TASK DESCRIPTION: Extract every line of the listing below and reproduce each one without any change.

╔══

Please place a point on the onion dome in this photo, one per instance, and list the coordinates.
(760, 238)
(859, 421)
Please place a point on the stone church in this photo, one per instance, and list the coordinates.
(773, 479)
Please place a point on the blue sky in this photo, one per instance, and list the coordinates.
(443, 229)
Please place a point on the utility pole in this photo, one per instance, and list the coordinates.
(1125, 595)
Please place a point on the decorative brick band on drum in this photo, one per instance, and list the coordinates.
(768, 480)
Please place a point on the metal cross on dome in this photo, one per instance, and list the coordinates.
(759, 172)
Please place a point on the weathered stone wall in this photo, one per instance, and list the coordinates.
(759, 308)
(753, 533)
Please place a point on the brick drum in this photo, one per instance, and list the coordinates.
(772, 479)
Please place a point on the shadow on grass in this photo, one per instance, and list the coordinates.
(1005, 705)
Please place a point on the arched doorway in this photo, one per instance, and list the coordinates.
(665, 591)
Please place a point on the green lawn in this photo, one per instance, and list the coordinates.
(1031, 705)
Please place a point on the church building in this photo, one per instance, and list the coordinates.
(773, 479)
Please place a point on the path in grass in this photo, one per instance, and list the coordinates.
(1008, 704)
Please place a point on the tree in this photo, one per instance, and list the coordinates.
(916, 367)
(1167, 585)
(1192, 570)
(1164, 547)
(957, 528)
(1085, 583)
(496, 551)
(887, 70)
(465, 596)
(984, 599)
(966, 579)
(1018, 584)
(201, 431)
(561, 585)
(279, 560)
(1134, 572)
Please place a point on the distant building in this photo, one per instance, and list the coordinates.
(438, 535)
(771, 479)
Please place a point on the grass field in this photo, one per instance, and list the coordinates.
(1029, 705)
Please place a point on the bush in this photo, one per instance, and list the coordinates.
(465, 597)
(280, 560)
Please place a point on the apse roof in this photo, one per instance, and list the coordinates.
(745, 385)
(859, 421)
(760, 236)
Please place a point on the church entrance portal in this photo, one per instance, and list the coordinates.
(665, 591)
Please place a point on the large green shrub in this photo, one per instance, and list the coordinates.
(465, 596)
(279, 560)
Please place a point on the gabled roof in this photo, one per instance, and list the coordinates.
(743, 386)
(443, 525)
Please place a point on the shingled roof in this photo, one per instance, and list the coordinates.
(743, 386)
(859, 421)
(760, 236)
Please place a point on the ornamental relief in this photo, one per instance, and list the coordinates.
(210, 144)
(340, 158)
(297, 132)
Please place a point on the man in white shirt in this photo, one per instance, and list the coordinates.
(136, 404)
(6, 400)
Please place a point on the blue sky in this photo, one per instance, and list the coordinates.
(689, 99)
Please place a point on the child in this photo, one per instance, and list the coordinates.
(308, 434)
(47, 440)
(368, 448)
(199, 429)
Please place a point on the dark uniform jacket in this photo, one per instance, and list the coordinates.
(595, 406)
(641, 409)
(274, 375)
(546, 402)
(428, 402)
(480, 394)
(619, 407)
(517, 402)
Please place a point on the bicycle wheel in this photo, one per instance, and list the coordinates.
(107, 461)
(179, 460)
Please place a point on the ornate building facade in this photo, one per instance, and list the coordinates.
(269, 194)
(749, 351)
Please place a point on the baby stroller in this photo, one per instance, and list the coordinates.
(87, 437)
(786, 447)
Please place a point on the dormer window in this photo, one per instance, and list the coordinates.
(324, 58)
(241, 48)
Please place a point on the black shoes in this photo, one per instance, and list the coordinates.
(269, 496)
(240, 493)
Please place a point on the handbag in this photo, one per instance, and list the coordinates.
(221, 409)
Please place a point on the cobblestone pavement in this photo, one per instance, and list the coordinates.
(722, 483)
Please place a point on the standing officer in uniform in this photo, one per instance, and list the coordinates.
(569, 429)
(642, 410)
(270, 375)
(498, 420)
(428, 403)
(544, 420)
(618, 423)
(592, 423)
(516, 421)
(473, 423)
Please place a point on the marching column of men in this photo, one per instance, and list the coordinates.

╚══

THE OUTPUT:
Please place a point on the onion dome in this photo, one per instance, and list the coordinates.
(760, 238)
(859, 421)
Please place a point on the stone church in this photo, one per instance, and list the coordinates.
(773, 479)
Please place a point on the blue sky in this photo, one per instance, and list the coordinates.
(443, 229)
Please place a point on the utility pole in this photo, one per instance, and list the coordinates.
(1125, 595)
Please place a point on the decorative brick band on drum in this photo, one per instance, and list the coordinates.
(768, 480)
Please place a point on the metal cross on dome in this photo, one per instance, and list the coordinates.
(759, 172)
Please place a point on the weathered stone wall in this photo, one per instance, and list the coordinates.
(759, 308)
(753, 533)
Please place a point on the brick drum in this photo, one per instance, and list the coordinates.
(772, 479)
Please place a point on the shadow on grass in this photo, one per instance, and list the coordinates.
(1005, 705)
Please place a point on the arched doorway in this photo, one per instance, and list the coordinates.
(665, 591)
Please place a point on the green lawn in this photo, one per instance, and list the coordinates.
(1031, 705)
Please place a point on the church building in this photo, one per instance, and list the coordinates.
(773, 479)
Please place a point on the path in grass in this photo, one per instance, and list the coordinates.
(1008, 704)
Please place a point on the tree in this photo, one per instance, and list the coordinates.
(916, 367)
(1167, 585)
(1192, 570)
(1164, 547)
(957, 528)
(1085, 583)
(496, 551)
(887, 70)
(465, 596)
(984, 599)
(966, 579)
(1018, 584)
(201, 431)
(561, 585)
(279, 560)
(1134, 572)
Please place a point on the distant building in this photo, one per instance, and list the coordinates.
(438, 535)
(771, 479)
Please place a point on the grass field in this photo, one per instance, and list the coordinates.
(1029, 705)
Please place a point on the bush in this photo, one per instance, and list the coordinates.
(465, 597)
(280, 560)
Please place a point on the apse roof in this photo, one per instance, and list the coordinates.
(745, 385)
(859, 421)
(760, 236)
Please place a point on the church entrance portal in this photo, one per instance, and list the coordinates.
(665, 591)
Please place a point on the large green shrub in this photo, one per instance, and list the coordinates.
(465, 596)
(279, 560)
Please place a point on the gabled roof in this photo, one per instance, and list the coordinates.
(743, 386)
(443, 525)
Please place a point on the shingled roof in this photo, one per instance, and list the coordinates.
(743, 386)
(859, 421)
(760, 236)
Please place a point on the ornamental relief in this photo, one per instance, and list the coordinates.
(210, 144)
(340, 158)
(297, 132)
Please place a point on the man in white shirt in this photo, one per instance, and list the coordinates.
(136, 404)
(6, 400)
Please place a point on the blue sky in this photo, one per instance, and list the coordinates.
(689, 99)
Please place a point on the child in this photo, one per instance, and list the coordinates.
(308, 434)
(47, 440)
(368, 448)
(199, 429)
Please place a point on the dark uniform jacket in this photo, one per instance, and list the coordinates.
(595, 406)
(641, 409)
(274, 375)
(546, 402)
(428, 402)
(480, 394)
(619, 407)
(517, 402)
Please place a point on the bicycle wheel in this photo, one per instance, and list the coordinates.
(107, 461)
(179, 460)
Please place a point on the ornate building facade in this photo, one per instance, and list the coordinates.
(269, 194)
(749, 351)
Please place a point on the baby stroller in this photo, one per instance, and list the coordinates.
(87, 437)
(786, 447)
Please place a point on the dormer window in this photo, one per instance, and list the coordinates.
(324, 58)
(241, 48)
Please place a point on the black shoes in this photo, one per instance, and list the coordinates.
(269, 496)
(240, 493)
Please place a point on the handbag in this photo, one per instance, and list the coordinates.
(221, 409)
Please place a point on the cobblestone pavement in this photo, one per instance, and list the coordinates.
(722, 483)
Please place a point on the standing officer in uniform in this photo, one per instance, and list the coordinates.
(569, 429)
(642, 410)
(270, 375)
(498, 420)
(428, 403)
(544, 420)
(618, 423)
(592, 423)
(516, 421)
(473, 423)
Please place a point on the marching column of men in this photo, one per instance, and list the coordinates.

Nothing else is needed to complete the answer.